WHAT IS EXPECTED: Pick out and copy each line of the records below that contains the word "skin". Matching is case-sensitive.

Records from a dataset
[start]
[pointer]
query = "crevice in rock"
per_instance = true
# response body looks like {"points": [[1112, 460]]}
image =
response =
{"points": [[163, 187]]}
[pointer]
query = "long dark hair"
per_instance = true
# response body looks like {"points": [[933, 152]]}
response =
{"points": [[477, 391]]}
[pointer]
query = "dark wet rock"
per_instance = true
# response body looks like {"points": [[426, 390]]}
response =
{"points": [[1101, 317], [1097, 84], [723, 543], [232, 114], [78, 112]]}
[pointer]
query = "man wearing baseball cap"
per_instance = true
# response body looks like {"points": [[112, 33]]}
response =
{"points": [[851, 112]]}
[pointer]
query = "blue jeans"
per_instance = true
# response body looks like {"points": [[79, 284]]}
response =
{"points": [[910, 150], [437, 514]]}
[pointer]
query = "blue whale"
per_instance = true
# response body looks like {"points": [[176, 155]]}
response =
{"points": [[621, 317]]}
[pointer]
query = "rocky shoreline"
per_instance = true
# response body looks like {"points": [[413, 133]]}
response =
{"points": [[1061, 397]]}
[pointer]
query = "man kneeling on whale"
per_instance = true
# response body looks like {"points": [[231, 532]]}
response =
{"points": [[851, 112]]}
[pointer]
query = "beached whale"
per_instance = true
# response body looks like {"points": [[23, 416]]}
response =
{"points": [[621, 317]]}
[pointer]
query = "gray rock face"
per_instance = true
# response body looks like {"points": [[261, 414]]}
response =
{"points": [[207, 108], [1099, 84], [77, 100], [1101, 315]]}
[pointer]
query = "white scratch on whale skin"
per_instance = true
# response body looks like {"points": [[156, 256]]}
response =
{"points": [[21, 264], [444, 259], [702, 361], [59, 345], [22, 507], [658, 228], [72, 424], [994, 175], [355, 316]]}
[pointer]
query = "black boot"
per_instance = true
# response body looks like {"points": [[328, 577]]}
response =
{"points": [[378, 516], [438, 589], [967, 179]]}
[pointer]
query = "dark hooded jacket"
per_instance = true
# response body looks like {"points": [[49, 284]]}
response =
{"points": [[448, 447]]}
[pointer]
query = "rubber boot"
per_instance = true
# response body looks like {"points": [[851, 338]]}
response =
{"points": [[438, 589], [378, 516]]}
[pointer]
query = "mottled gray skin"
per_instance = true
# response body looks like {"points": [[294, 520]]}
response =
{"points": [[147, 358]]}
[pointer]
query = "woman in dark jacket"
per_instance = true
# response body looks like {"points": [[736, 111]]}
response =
[end]
EXERCISE RESULT:
query = "white scratch on whale skin"
query = "mottled gray skin"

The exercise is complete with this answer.